##### 提供テキスト
遺留分権利者の範囲・割合とは?権利者が決定されるタイミングも解説

弁護士 山谷千洋

この記事の執筆者 弁護士 山谷千洋

東京弁護士会所属。
「専門性を持って社会で活躍したい」という学生時代の素朴な思いから弁護士を志望し、現在に至ります。
初心を忘れず、研鑽を積みながら、クライアントの皆様の問題に真摯に取り組む所存です。

PROFILE:https://vs-group.jp/lawyer/profile/yamatani/

この記事でわかること

  • 遺留分権利者とはどのような人をいうのか知ることができる
  • 遺留分権利者が決定されるタイミングを知ることができる
  • 遺留分を請求する方法や請求に必要な書類がわかる

相続が発生して遺言書がある場合、その遺言の内容によっては遺産を受け取ることができない人がいます。
##########
##### 抽出データ
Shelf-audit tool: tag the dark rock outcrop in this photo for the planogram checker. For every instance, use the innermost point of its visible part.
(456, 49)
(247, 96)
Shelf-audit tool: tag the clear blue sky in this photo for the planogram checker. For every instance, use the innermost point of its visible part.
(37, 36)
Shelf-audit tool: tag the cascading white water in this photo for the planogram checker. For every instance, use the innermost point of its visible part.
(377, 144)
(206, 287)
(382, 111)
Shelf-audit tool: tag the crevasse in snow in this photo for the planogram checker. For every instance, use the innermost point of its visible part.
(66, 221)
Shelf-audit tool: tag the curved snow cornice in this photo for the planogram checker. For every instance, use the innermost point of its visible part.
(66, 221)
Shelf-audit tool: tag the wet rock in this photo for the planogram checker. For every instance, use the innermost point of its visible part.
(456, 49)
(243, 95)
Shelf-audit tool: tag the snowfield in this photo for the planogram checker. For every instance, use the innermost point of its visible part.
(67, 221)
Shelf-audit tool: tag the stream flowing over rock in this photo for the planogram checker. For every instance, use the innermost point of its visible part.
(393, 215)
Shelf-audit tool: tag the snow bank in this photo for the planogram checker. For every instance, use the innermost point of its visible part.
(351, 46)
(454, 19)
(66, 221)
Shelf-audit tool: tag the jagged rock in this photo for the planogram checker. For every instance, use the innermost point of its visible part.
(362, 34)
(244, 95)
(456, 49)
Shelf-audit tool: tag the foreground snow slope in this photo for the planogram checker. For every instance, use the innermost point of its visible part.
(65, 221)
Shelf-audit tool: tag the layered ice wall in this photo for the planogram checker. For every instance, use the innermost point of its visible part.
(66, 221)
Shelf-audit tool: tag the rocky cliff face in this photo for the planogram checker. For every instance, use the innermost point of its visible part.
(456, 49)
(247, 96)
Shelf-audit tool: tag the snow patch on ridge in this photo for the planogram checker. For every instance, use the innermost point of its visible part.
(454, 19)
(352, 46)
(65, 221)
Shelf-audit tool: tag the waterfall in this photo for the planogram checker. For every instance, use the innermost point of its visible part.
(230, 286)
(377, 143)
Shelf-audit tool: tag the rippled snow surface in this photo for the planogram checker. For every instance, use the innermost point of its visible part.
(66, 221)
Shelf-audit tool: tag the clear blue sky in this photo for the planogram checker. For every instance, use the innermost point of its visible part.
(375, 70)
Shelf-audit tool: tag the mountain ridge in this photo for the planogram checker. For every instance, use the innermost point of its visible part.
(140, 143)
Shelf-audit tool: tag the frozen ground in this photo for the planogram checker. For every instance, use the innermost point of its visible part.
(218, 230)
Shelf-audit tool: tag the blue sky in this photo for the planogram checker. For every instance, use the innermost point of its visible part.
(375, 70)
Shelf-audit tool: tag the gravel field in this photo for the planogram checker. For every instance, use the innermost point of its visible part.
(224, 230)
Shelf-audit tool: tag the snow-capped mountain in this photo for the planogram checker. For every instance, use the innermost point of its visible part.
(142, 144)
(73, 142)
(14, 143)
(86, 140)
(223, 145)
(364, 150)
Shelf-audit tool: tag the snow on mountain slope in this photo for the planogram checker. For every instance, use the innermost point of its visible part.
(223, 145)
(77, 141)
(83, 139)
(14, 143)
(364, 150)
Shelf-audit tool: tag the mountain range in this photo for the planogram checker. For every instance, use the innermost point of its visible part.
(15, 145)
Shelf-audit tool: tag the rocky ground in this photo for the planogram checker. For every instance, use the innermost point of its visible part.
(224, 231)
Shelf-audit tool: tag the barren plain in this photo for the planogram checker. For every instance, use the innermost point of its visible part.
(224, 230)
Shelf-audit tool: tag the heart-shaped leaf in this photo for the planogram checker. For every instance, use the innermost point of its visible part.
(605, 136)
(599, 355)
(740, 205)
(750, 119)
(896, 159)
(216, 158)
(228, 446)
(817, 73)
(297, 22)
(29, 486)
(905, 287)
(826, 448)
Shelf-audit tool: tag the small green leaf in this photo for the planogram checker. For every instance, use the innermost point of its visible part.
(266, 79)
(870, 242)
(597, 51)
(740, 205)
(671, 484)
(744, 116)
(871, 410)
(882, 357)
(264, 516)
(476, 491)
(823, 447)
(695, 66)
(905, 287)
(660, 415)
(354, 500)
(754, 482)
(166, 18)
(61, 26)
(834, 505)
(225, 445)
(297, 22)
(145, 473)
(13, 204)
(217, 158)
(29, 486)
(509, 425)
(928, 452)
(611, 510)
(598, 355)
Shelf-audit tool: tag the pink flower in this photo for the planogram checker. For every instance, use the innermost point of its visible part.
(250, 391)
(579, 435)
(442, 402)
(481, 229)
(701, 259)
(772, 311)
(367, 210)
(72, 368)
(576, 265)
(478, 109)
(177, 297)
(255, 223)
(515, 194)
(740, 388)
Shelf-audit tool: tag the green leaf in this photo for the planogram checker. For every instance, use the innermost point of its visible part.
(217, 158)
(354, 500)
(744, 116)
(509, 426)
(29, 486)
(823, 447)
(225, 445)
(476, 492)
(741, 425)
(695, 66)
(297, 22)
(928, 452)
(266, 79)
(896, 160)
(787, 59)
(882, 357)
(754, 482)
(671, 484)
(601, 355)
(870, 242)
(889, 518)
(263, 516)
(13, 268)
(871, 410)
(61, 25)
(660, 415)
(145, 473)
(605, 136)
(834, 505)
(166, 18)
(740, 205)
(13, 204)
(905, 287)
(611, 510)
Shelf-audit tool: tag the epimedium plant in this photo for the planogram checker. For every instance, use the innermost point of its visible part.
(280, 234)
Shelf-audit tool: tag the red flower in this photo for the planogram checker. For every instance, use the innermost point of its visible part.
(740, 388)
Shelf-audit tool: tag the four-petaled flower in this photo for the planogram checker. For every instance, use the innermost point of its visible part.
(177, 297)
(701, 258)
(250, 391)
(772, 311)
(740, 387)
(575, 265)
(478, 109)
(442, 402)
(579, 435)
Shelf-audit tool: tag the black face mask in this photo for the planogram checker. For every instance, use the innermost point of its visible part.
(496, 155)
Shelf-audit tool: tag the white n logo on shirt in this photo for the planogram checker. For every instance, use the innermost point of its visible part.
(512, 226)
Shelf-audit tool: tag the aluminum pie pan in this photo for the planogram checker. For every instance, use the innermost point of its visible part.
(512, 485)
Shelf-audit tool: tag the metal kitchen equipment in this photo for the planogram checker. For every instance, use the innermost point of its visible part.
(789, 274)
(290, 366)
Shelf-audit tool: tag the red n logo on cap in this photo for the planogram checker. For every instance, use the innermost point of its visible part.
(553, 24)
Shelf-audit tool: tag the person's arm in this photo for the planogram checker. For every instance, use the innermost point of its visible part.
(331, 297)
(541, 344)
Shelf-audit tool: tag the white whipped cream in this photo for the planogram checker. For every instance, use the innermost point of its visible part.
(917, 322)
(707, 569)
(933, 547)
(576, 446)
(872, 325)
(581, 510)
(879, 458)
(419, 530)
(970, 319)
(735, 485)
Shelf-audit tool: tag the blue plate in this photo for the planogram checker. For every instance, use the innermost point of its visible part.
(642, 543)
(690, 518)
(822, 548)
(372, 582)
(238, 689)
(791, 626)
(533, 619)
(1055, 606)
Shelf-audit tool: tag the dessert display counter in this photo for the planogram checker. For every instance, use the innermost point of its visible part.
##########
### 作業内容
[A] 遺留分についての記事から、「PROFILE:https://vs-group.jp/lawyer/profile/yamatani/」から「ることができない人がいます。」までを、両端の語句も含めて一字一句違えずに書き写してください。
[B] 遺留分についての記事を、最後の文の後から続けて書き進めてください。

### 演習の解答
[A]
PROFILE:https://vs-group.jp/lawyer/profile/yamatani/

この記事でわかること

  • 遺留分権利者とはどのような人をいうのか知ることができる
  • 遺留分権利者が決定されるタイミングを知ることができる
  • 遺留分を請求する方法や請求に必要な書類がわかる

相続が発生して遺言書がある場合、その遺言の内容によっては遺産を受け取ることができない人がいます。

[B]
この場合、遺留分を有する相続人がいると、その遺留分を請求することができます。

どのような人が遺留分の権利を有するのか、その割合はどのように決定されるのか、確認していきましょう。

また、遺留分権利者が決定するタイミングや、遺留分の請求方法についても解説していきます。

遺留分権利者とは

遺留分とは、被相続人の遺産を一定割合相続することができると保証されている割合のことです。

そして、遺留分を有する相続人のことを遺留分権利者といいます

遺留分を有する相続人が、その遺留分に満たない遺産しか受け取れなかった場合、遺留分を侵害されたということになります。

そこで、遺留分に満たない部分の金額を、他に遺産を引き継いだ人に対して請求することができます。

遺留分権利者となる人

遺留分を有するのは兄弟姉妹以外の相続人とされています。

法定相続人となる人には、民法によって順位がつけられており、以下の順に該当する人がいないか確認していきます。

なお、配偶者は常に相続人となります。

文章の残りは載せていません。